**Selected excerpt**
◇ ◇ ◇
This method is deprecated. Use run_ast_with_scope instead.

This method will be removed in the next major version.

pub fn register_result_fn<A, const N: usize, const X: bool, R>( &mut self, name: impl AsRef<str> + Into<SmartString<LazyCompact>>, func: impl RhaiNativeFunc<A, N, X, R, true> + SendSync + 'static ) -> &mut Engine

where A: 'static, R: Variant + Clone,

👎Deprecated since 1.9.1: use register_fn instead

Register a custom fallible function with the Engine.

Deprecated

This method is deprecated. Use register_fn instead.

This method will be removed in the next major version.

pub fn register_get_result<T, const X: bool, R>( &mut self, name: impl AsRef<str>, get_fn: impl RhaiNativeFunc<(Mut<T>,), 1, X, R, true> + SendSync + 'static ) -> &mut Engine

where T: Variant + Clone, R: Variant + Clone,

👎Deprecated since 1.9.1: use register_get instead

Register a getter function for a member of a registered type with the Engine.

The function signature must start with &mut self and not &self.

Not available under no_object.

Deprecated

This method is deprecated. Use register_get instead.

This method will be removed in the next major version.

pub fn register_set_result<T, V, const X: bool>( &mut self, name: impl AsRef<str>, set_fn: impl RhaiNativeFunc<(Mut<T>, V), 2, X, (), true> + SendSync + 'static ) -> &mut Engine

where T: Variant + Clone, V: Variant + Clone,

👎Deprecated since 1.9.1: use register_set instead

Register a setter function for a member of a registered type with the Engine.

Not available under no_object.

Deprecated

This method is deprecated. Use register_set instead.

This method will be removed in the next major version.
◇ ◇ ◇
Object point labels
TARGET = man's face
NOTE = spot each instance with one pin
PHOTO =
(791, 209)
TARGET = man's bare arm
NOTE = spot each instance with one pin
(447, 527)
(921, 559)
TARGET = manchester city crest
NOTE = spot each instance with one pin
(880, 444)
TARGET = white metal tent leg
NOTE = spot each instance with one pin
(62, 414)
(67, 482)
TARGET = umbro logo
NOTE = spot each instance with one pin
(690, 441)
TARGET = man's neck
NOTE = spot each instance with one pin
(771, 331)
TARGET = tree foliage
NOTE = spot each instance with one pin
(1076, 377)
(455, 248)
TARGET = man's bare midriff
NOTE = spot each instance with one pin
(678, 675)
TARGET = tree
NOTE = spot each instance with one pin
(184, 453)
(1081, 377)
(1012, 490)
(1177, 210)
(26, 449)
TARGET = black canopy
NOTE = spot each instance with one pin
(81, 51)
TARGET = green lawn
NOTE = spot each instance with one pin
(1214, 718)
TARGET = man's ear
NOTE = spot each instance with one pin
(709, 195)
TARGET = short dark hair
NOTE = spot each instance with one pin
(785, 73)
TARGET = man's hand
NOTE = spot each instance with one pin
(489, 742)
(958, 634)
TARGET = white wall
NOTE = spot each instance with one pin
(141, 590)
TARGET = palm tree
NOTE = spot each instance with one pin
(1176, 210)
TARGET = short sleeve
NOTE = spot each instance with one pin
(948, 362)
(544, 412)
◇ ◇ ◇
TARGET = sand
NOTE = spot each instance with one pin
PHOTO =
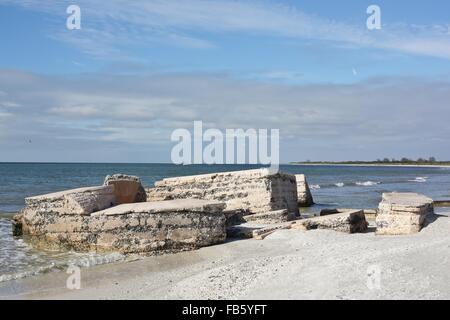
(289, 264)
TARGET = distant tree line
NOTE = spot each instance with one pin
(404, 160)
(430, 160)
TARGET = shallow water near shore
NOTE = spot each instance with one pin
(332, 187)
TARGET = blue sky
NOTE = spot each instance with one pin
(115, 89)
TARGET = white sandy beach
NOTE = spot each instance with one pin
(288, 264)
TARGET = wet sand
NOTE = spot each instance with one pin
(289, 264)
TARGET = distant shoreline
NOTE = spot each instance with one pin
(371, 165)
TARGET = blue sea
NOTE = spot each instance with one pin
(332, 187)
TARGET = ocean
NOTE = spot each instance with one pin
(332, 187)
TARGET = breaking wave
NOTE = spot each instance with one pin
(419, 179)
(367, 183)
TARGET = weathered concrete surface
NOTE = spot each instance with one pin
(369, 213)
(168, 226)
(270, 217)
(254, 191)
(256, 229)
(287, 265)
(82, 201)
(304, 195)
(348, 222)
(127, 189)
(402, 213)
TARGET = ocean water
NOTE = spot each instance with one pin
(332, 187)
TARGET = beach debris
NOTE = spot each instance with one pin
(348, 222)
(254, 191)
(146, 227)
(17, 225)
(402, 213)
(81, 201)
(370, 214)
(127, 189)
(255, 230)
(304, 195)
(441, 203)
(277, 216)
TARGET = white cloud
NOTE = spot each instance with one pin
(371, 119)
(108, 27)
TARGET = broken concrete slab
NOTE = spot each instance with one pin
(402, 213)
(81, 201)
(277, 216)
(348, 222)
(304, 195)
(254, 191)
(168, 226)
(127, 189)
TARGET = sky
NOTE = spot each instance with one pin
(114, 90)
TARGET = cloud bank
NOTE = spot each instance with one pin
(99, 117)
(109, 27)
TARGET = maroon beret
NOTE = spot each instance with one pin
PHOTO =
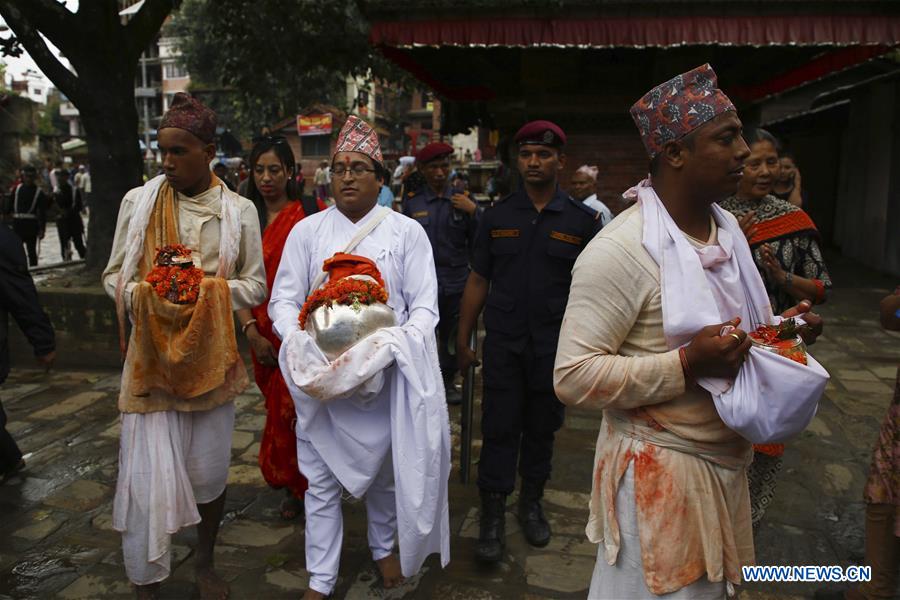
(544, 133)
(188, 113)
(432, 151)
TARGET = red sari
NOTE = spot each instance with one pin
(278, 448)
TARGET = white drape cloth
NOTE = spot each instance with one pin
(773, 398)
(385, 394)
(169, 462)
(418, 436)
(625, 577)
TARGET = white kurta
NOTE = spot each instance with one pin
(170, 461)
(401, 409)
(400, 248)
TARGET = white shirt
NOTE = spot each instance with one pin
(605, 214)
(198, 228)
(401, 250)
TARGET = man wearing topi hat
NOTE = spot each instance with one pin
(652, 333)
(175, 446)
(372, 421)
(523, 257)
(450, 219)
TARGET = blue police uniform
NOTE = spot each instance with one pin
◇ ◇ ◇
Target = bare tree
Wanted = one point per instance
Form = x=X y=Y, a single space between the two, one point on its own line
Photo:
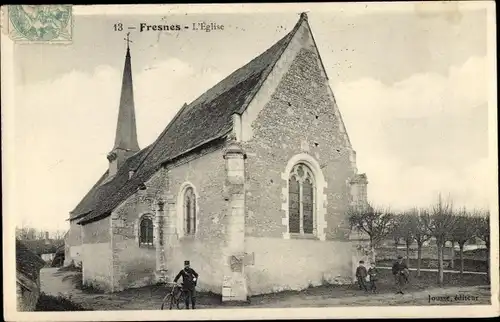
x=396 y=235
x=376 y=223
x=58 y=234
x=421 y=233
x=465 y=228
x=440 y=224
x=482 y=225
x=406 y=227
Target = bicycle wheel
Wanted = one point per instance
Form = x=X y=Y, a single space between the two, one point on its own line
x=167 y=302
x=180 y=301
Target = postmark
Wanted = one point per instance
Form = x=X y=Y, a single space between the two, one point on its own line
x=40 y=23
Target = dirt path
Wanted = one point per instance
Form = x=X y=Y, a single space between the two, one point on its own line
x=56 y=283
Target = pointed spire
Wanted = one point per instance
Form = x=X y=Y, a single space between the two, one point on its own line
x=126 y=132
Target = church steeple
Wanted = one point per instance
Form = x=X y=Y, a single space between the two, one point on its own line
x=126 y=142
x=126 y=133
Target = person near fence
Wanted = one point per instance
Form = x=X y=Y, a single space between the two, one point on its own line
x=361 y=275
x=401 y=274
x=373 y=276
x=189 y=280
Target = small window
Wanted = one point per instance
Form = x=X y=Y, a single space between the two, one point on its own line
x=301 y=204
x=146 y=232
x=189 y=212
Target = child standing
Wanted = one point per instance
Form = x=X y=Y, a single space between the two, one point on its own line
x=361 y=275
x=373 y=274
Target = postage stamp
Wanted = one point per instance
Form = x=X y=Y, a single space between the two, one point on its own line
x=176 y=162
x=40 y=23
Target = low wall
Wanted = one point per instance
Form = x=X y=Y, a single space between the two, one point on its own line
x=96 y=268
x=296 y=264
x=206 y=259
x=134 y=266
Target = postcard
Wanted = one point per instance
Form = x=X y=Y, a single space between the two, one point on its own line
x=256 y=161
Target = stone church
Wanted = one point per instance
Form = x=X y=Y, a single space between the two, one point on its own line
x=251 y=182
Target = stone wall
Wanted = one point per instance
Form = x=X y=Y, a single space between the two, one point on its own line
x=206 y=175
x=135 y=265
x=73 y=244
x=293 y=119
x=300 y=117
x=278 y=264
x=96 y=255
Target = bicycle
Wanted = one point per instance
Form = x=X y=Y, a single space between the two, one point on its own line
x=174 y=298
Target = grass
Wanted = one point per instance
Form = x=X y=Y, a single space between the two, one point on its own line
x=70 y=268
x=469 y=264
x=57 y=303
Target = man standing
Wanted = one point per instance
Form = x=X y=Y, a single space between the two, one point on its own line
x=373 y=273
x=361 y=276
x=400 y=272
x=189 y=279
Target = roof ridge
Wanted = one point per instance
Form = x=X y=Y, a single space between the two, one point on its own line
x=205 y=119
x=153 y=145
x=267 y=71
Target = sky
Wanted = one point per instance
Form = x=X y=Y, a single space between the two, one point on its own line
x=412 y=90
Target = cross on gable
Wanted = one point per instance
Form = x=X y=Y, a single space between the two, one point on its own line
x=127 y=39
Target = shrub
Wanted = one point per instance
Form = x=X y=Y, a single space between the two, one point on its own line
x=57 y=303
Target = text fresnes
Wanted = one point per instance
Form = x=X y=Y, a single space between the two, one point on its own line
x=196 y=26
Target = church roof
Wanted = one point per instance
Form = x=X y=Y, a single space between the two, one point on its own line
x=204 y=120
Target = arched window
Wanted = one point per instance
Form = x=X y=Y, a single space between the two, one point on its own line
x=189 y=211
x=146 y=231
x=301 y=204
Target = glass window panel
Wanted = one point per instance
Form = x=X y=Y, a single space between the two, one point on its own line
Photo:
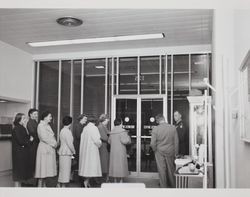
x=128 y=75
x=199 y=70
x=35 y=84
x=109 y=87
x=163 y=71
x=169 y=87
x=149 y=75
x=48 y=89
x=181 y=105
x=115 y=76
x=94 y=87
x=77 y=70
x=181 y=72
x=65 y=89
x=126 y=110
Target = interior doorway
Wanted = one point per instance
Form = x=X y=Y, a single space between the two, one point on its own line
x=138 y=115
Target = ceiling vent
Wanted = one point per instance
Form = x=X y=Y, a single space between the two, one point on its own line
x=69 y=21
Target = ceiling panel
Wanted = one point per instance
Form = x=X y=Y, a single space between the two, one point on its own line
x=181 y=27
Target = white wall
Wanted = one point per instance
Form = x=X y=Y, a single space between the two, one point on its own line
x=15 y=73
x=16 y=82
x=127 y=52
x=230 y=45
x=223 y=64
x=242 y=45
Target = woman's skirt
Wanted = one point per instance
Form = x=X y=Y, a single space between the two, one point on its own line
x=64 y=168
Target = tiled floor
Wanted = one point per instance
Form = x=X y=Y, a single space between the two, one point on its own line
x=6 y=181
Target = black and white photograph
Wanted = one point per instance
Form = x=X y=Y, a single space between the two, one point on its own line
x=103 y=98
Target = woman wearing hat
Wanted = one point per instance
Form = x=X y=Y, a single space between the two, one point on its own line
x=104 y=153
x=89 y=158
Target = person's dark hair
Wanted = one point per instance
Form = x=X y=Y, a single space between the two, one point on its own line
◇ ◇ ◇
**Set task 1**
In the excerpt on deprecated Engine methods, restate the paragraph beginning "The function signature must start" more briefly.
**Set task 2**
Repeat verbatim the part of the excerpt on deprecated Engine methods that opens with the words containing "where A: 'static, R: Variant" and closes with "Use register_fn instead.".
The listing plays no part in this work.

**Written response 1**
The signature has to begin with &mut self, not &self.

**Written response 2**
where A: 'static, R: Variant + Clone,

👎Deprecated since 1.9.1: use register_fn instead

Register a custom fallible function with the Engine.

Deprecated

This method is deprecated. Use register_fn instead.